━━━ Text block ━━━

Stocks were bouncing back Wednesday, after a deep selloff on Tuesday as investors fretted about factors including the earnings of major tech companies and risks to global economic growth from a slowdown in China.
U.S. stocks fell sharply on Tuesday with shares selling off into the close, as investors dumped equities on fears of an economic slowdown.
The tech-heavy Nasdaq Composite dropped 3.95% and hit a fresh 52-week low to close at 12,490.74. The index retreated further into bear market territory, sitting now about 23% off its high. The Dow Jones Industrial Average shed 809.28 points, or 2.4%, to 33,240.18. The S&P 500 lost 2.8% at 4,175.20.
For April, the S&P 500 is off 7.8%. The Nasdaq is down 12.2%, and the Dow has declined 4.2%.
On the other hand, Google parent Alphabet Inc (GOOGL.O) on Tuesday reported its first quarterly revenue miss of the pandemic after the war in Ukraine hurt YouTube ad sales, leaving investors rattled as the global economy sputters.​
The world’s largest provider of search and video made a fortune over the last two years as the pandemic forced more shops and people online. But outdoing those sales is proving difficult so far this year with the war, rising inflation and product shortages causing advertisers to dump marketing campaigns, according to analysts.

━━━

Activities:
1. In the stock market text, how many points did the Dow Jones Industrial Average shed on Tuesday?
2. Please resume the stock market text from its final sentence.

━━━ Input data ━━━

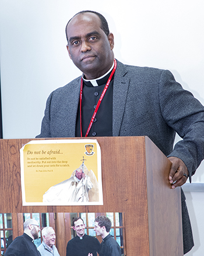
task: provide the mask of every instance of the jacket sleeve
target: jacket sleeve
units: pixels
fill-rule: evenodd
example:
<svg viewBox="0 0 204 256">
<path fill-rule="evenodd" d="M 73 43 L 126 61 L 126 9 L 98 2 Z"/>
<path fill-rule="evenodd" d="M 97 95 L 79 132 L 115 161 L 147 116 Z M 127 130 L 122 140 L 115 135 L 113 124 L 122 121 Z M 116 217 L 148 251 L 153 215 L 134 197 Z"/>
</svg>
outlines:
<svg viewBox="0 0 204 256">
<path fill-rule="evenodd" d="M 53 92 L 47 100 L 46 107 L 41 124 L 40 134 L 36 138 L 51 138 L 50 131 L 50 105 L 52 100 Z"/>
<path fill-rule="evenodd" d="M 168 71 L 161 73 L 159 97 L 165 122 L 182 139 L 168 157 L 175 156 L 184 162 L 191 181 L 191 176 L 204 158 L 204 107 Z"/>
</svg>

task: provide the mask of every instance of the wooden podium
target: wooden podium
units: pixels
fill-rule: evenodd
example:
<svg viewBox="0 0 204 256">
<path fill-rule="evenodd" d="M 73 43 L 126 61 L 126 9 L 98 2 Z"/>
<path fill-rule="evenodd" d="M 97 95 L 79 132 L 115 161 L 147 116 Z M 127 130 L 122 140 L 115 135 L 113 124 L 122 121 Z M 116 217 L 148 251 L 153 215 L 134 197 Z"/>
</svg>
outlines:
<svg viewBox="0 0 204 256">
<path fill-rule="evenodd" d="M 183 255 L 181 192 L 170 189 L 170 161 L 146 136 L 94 139 L 103 205 L 23 206 L 20 149 L 41 139 L 1 139 L 0 212 L 123 212 L 127 256 Z"/>
</svg>

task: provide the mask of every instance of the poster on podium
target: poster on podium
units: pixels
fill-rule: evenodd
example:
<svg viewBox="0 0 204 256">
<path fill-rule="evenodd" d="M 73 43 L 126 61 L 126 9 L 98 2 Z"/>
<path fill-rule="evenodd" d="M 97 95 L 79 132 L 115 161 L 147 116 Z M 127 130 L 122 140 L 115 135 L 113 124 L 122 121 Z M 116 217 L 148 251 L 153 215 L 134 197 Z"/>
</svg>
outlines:
<svg viewBox="0 0 204 256">
<path fill-rule="evenodd" d="M 32 141 L 20 156 L 23 206 L 103 204 L 97 140 Z"/>
</svg>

━━━

Answers to each task:
1. It shed 809.28 points.

2.
Elsewhere, European gas prices surged on Wednesday, after Russia halted supplies to Poland and Bulgaria, stoking concern that other countries in the continent could be targeted for their support towards Ukraine.
Benchmark Dutch futures contracts tracking Europe’s wholesale gas price rose as much as 28% to 117 euros per megawatt hour ($124) in early trading Wednesday, according to data from Investing. com
That jump came as Russia’s state-owned energy major Gazprom said it would “fully halt” gas supplies to Bulgaria’s Bulgargaz and Poland’s PGNiG “due to their failure to pay in rubles.”
The EU had appeared to indicate last week a possible compromise solution that would allow the gas to keep flowing. But the move against bloc members Poland and Bulgaria probably makes a fix harder to achieve. Germany is massively dependent on Russian gas and has raised the prospect of rationing fuel if flows are cut.
Putin’s gambit also removes from the EU’s potential toolkit the option of sanctioning Russian gas. European ambassadors meet on Wednesday and options to ban oil are expected to be discussed.